◆ Trecho fornecido:
%%

Crianças na UTI que ouviram histórias infantis durante meia hora ficaram mais tranquilas, sentiram menos dor e passaram a encarar seu tratamento de maneira mais positiva, indica um estudo liderado por pesquisadores brasileiros.
Os efeitos benéficos da leitura de histórias aparecem tanto no comportamento quanto nos próprios hormônios que circulam no organismo dos pequenos pacientes, de acordo com a pesquisa.
“Talvez seja a primeira evidência direta de algo que, do ponto de vista anedótico, tem sido visto em hospitais do mundo todo faz algumas décadas, já que muita gente relata esses benefícios”, conta o coordenador do estudo, Guilherme Brockington, da Universidade Federal do ABC.
Ele assina um artigo sobre o trabalho na edição desta semana da revista científica PNAS, junto com Jorge Moll, do Instituto D’Or de Pesquisa e Ensino, e colegas de outras instituições.
Brockington explica que sempre se interessou pelo ato de contar histórias. “Como bom mineiro, gosto de um ‘causo'”, brinca ele. O pesquisador chegou a fazer um curso de formação para contadores de histórias para crianças, mas não conseguiu se dedicar a ele por conta da carreira acadêmica.
A paixão pelo tema, entretanto, permaneceu, assim como o contato dele com a Associação Viva e Deixe Viver, cujos narradores visitam hospitais há mais de 20 anos. “Eles são fantásticos e nos ajudaram muito a fazer os testes”, afirma.
As análises, realizadas em 2018 no Hospital São Luiz Jabaquara, em São Paulo, envolveram 81 crianças internadas, com idades entre 2 e 7 anos, e quantidades similares de meninos e meninas.
A maioria estava no hospital por problemas respiratórios (como asma, bronquite e pneumonia).
Cerca de metade das crianças participou das sessões de contação de histórias. Nelas, os pacientes podiam escolher um livro em uma lista de oito títulos (incluindo clássicos infantis brasileiros como “Menina Bonita do Laço de Fita”, de Ana Maria Machado, e “O Grande Rabanete”, de Tatiana Belinky).
“A lista dos livros foi feita com a ajuda dos contadores. A ideia era pegar narrativas mais neutras e leves, sem peso emocional muito forte, ou ‘blockbusters’ tipo ‘O Senhor dos Anéis’, nos quais a criança já sabe o que vai encontrar”, explica Brockington.
Assim que a criança escolhia a obra, narradores com mais de dez anos de experiência nesse tipo de interação liam as histórias durante cerca de 30 minutos.
A outra metade das crianças participou de um jogo de adivinhas com os mesmos contadores de histórias responsáveis pela narração com o outro grupo de pacientes (as charadas eram no tradicional formato “O que é, o que é?”).

%%

◆ O que se espera:
Indique se cada afirmação a seguir está de acordo com o trecho fornecido acima, respondendo sim ou não e citando literalmente as palavras do trecho que decidem a questão: (a) O estudo envolveu 81 crianças internadas, com idades entre 2 e 7 anos. (b) As crianças do grupo de contação podiam escolher entre doze títulos. (c) O jogo de adivinhas foi conduzido por contadores diferentes dos que fizeram a narração.

◆ Material fornecido:
%%

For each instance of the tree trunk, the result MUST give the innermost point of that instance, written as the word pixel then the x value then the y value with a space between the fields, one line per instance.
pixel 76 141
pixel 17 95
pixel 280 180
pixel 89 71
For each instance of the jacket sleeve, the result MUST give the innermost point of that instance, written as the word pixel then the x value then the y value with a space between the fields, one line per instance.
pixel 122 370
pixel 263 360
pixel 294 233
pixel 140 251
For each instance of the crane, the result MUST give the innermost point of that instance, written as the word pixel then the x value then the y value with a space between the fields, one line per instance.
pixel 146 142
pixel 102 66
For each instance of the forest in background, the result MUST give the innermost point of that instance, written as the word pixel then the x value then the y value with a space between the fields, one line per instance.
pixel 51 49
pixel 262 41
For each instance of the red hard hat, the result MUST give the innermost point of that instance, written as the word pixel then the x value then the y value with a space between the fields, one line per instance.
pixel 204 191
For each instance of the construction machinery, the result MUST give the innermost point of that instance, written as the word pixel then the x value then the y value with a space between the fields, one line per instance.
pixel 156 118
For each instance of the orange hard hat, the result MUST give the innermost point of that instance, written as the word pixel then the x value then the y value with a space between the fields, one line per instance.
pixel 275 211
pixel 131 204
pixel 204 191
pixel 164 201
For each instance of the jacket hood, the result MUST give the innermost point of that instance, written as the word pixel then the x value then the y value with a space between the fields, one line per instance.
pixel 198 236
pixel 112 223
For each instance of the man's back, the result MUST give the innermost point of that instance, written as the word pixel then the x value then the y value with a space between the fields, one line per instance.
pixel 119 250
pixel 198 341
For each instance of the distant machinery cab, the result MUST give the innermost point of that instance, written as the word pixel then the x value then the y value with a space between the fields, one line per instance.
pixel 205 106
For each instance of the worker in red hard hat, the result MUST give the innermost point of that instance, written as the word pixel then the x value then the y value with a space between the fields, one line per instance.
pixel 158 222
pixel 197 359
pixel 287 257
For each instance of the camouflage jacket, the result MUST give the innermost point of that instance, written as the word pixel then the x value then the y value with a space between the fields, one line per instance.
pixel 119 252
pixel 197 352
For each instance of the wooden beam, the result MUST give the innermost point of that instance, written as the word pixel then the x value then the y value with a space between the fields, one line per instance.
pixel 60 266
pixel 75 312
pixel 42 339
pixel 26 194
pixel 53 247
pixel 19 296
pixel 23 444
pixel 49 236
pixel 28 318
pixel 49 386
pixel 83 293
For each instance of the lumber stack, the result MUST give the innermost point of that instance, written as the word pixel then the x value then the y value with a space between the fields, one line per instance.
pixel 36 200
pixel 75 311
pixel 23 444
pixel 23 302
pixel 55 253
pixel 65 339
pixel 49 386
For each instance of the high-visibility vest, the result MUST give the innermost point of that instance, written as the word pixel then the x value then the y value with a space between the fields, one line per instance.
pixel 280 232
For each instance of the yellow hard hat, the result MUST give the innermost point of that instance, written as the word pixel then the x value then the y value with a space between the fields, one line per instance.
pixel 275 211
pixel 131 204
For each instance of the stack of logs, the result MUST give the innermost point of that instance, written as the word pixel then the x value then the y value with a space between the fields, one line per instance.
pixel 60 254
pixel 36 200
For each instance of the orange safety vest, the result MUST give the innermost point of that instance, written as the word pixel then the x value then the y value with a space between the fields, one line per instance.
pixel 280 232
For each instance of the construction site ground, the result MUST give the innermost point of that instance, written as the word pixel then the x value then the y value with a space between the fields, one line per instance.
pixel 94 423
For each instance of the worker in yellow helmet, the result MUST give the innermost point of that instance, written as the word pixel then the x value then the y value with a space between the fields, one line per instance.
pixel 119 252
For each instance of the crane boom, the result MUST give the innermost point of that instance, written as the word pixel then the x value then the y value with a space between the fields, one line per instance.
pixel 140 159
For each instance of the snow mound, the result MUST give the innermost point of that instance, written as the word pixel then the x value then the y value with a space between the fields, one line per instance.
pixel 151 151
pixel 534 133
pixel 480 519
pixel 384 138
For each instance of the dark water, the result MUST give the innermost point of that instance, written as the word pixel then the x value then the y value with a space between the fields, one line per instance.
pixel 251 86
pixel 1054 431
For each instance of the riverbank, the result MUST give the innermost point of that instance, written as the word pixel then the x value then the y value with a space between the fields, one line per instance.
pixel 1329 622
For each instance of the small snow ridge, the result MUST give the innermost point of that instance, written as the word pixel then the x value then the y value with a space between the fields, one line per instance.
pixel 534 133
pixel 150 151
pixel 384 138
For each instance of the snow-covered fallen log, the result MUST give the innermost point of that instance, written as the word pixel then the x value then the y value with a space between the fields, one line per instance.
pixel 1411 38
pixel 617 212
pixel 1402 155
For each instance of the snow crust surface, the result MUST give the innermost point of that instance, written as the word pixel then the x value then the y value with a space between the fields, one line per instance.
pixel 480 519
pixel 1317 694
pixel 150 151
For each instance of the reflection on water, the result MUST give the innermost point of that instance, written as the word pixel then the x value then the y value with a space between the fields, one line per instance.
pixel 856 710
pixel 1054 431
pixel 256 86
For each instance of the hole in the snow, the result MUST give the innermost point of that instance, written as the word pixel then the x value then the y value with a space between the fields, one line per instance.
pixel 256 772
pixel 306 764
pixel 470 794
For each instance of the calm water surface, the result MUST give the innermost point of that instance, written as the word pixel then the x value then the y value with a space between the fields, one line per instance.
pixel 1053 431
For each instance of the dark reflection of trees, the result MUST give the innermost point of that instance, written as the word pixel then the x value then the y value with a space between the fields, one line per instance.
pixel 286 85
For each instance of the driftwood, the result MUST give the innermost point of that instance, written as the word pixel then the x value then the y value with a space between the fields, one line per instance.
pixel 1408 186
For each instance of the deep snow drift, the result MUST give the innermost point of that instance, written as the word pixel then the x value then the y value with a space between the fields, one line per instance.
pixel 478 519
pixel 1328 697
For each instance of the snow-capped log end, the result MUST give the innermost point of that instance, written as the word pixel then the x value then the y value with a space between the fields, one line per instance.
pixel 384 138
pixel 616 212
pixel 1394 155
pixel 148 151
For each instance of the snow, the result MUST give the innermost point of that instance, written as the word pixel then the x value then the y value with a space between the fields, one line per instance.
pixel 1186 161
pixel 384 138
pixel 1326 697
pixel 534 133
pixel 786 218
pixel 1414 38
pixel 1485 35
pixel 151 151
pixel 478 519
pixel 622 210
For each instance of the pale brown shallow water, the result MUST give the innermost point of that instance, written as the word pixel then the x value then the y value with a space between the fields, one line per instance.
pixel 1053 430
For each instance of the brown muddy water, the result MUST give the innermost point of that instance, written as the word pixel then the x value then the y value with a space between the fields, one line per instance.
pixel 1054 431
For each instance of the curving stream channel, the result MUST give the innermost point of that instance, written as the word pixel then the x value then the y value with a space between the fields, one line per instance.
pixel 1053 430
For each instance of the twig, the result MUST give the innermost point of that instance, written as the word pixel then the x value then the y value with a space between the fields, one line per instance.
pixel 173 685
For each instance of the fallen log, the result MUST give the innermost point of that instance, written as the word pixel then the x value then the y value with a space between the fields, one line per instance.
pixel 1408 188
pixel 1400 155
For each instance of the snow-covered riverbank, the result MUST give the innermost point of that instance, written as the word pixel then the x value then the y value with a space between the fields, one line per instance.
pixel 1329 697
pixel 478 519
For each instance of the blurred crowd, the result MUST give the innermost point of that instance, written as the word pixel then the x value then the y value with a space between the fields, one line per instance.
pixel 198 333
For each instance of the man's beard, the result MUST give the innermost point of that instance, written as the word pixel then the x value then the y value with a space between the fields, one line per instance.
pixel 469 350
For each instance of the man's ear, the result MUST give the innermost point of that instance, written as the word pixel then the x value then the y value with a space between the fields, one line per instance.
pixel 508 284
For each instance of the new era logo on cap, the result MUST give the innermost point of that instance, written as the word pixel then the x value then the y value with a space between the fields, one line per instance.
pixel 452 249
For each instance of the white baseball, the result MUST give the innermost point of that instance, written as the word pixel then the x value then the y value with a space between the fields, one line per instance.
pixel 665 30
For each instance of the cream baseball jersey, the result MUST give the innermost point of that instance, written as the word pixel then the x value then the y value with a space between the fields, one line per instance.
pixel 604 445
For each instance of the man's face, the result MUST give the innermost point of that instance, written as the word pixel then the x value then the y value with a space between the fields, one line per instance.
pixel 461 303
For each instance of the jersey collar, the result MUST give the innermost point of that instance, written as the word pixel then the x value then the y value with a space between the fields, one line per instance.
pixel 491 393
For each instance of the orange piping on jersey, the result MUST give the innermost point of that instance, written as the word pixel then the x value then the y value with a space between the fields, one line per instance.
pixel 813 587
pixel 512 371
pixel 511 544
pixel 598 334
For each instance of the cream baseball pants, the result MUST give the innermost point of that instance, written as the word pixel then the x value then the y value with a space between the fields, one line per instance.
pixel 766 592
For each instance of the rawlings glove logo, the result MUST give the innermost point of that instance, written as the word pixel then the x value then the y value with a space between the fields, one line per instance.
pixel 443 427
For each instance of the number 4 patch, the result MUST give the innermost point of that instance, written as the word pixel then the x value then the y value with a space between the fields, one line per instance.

%%

◆ Resultado da tarefa:
(a) Sim: “envolveram 81 crianças internadas, com idades entre 2 e 7 anos”.
(b) Não: “os pacientes podiam escolher um livro em uma lista de oito títulos”.
(c) Não: “com os mesmos contadores de histórias responsáveis pela narração com o outro grupo de pacientes”.